* **Extracted material**
▬▬▬▬▬▬▬▬▬▬
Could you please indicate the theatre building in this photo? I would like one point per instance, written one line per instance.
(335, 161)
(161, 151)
▬▬▬▬▬▬▬▬▬▬
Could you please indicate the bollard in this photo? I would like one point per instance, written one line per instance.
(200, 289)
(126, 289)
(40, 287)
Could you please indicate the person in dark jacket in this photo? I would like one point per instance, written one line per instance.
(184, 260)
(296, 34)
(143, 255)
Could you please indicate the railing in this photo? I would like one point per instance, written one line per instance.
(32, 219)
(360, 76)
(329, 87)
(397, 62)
▬▬▬▬▬▬▬▬▬▬
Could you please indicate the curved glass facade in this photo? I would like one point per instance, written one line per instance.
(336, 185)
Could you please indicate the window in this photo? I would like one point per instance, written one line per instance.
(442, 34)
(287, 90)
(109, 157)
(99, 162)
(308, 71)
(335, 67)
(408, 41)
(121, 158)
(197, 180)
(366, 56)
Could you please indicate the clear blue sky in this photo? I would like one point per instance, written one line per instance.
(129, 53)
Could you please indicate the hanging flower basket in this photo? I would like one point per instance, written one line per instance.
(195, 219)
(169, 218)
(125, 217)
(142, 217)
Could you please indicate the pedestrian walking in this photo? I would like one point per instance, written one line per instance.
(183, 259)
▬▬▬▬▬▬▬▬▬▬
* **To be done**
Pull out every line in the items above that contains the word "point". Case counts.

* **Answer for the task**
Could you please indicate the theatre building in this photo? I would like one point per instance, written one line per instance.
Could you please indicate the bollard in this photo? I would like one point per instance, written one line per instance.
Could you please indicate the person in dark jacket in this photo? I would like one point per instance, written one line per instance.
Could you please indicate the railing in this photo? I would like one point per instance, written one line per instance.
Could you please indicate the curved glass facade in this photo? I would like one point per instance, written one line per instance.
Could you please indicate the window in this photo? I would like one point per instance, written one line per instance.
Could you please indicate the clear blue sky in this photo? I would like one point per instance, written one line per instance.
Could you please indicate the hanging flower basket in this photo? I would like one point per instance, written one line per instance.
Could you please indicate the pedestrian walking in this photo? I would like one point per instance, written one line per instance.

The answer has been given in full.